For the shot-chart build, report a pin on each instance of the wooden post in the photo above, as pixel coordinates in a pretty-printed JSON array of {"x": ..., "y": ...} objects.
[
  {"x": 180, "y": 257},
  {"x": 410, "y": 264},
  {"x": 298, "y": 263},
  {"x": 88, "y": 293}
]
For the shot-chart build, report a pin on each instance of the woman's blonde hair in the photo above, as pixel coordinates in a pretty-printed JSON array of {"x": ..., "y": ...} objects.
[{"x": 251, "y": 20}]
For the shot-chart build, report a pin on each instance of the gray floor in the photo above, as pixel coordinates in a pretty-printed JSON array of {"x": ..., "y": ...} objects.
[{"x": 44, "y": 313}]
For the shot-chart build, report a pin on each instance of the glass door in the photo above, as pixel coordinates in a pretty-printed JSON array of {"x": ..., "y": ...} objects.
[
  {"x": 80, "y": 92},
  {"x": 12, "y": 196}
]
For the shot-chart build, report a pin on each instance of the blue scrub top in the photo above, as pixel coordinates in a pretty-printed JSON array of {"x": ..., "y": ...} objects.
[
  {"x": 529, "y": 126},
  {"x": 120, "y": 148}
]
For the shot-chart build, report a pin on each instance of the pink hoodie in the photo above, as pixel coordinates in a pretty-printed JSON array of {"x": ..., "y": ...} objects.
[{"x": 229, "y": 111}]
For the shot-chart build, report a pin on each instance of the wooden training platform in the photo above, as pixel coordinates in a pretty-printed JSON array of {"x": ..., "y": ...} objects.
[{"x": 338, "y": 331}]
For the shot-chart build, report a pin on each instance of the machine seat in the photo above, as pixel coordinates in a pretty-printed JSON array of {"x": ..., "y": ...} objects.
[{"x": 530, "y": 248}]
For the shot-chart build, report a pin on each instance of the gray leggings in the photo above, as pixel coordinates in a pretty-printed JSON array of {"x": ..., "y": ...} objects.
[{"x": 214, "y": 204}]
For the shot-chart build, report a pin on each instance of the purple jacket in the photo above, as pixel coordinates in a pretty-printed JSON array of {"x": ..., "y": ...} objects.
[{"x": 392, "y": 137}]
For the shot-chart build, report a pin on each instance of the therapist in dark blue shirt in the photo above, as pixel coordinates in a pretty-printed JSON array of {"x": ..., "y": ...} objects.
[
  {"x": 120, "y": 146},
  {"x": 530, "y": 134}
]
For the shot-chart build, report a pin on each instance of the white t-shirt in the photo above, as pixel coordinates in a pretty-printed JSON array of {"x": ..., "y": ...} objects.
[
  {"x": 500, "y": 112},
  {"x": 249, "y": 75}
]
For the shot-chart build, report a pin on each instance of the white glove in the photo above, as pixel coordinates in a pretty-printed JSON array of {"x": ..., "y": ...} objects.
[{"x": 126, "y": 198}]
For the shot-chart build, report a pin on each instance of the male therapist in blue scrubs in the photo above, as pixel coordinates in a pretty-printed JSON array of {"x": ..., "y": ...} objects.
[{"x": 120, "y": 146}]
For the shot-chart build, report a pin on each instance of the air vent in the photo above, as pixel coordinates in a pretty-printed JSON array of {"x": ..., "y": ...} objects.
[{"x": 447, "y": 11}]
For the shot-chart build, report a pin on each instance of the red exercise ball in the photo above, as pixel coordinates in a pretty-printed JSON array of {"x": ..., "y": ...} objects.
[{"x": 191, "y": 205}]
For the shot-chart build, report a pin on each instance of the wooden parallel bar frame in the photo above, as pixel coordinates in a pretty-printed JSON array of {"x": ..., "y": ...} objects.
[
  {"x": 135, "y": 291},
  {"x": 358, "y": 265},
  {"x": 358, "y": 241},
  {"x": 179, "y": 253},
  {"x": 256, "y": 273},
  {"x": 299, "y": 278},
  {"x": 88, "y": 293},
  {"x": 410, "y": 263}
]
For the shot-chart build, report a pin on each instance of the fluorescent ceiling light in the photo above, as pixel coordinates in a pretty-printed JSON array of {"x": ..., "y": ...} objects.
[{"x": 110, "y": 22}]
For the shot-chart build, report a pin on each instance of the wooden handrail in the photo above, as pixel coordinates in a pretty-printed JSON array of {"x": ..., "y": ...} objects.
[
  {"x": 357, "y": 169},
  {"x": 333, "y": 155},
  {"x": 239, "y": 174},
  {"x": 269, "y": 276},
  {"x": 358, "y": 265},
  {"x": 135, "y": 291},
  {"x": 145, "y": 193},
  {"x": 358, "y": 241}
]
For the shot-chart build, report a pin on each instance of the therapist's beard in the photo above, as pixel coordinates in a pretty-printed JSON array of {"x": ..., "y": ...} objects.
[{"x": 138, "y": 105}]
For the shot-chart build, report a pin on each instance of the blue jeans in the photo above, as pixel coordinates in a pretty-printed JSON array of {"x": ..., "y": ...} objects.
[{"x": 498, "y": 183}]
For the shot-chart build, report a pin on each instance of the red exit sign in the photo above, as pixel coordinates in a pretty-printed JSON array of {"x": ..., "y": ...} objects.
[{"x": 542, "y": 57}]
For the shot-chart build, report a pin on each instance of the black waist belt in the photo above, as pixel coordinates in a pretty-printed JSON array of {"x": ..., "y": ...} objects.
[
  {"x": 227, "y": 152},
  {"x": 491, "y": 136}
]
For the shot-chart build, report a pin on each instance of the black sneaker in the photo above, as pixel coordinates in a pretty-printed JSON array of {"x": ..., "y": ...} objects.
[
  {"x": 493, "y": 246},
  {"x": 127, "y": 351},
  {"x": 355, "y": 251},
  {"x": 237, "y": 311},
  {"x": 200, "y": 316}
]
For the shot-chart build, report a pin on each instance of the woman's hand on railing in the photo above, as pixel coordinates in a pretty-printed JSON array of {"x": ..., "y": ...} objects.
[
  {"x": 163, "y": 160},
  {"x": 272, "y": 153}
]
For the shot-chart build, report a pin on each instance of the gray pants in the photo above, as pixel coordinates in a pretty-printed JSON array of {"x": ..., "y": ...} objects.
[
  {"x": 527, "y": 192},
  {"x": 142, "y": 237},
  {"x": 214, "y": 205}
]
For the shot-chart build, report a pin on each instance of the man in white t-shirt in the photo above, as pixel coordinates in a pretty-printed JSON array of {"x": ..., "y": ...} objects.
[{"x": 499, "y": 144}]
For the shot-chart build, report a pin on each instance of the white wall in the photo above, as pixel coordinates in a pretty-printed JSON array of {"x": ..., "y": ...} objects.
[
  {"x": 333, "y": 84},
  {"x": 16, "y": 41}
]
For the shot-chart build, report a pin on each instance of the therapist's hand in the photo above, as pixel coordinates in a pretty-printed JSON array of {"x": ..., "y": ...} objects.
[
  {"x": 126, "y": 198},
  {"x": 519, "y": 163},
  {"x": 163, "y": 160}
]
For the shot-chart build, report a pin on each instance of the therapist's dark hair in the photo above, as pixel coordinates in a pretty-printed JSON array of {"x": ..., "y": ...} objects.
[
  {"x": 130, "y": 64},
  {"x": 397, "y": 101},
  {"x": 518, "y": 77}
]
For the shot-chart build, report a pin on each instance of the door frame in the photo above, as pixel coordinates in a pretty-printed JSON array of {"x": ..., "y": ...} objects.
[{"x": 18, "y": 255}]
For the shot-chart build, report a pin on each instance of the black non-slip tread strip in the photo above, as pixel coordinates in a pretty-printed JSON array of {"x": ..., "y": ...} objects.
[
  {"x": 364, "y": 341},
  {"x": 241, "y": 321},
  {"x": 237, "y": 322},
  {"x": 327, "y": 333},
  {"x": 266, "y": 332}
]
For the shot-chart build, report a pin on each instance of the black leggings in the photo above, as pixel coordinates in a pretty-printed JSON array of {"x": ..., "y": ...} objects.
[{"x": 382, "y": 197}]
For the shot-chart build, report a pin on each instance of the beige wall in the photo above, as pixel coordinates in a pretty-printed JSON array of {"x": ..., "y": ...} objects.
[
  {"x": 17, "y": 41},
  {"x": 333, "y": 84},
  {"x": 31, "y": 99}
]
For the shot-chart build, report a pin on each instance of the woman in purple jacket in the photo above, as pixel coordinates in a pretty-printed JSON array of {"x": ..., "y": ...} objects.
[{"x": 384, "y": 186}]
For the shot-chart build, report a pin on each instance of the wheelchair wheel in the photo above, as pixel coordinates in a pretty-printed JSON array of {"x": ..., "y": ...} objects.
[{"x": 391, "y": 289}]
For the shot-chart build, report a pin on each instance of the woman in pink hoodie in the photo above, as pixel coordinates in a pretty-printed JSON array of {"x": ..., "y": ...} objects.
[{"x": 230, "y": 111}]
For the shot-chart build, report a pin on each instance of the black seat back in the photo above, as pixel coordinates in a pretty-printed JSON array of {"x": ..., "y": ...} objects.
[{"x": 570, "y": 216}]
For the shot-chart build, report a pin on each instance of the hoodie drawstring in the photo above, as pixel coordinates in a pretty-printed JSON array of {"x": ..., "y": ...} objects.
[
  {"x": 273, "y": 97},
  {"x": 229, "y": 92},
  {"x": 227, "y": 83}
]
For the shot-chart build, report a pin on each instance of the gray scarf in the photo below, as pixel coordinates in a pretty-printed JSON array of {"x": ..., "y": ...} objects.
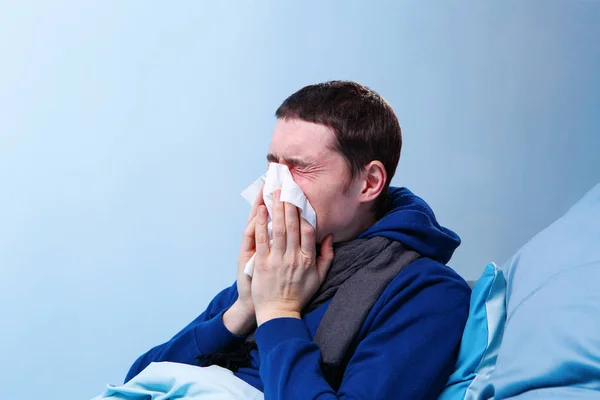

· · · · ·

### Problem statement
Here the job is to retype exactly the lines that start at the one containing "of the hoodie" and run through the end of the records above, leaving out pictures.

### Response below
For the shot-chart build, report a pin on each instance of the hoodie drawstring in the photo above, as pixel coordinates in a pretty-printed JSON array of {"x": ..., "y": ...} objects.
[
  {"x": 273, "y": 97},
  {"x": 229, "y": 92},
  {"x": 227, "y": 83}
]
For the shot-chart build, report a pin on each instance of the gray scarf in the photo below, as pixel coordinates in a pretty-printed JSON array of {"x": ..., "y": ...} objects.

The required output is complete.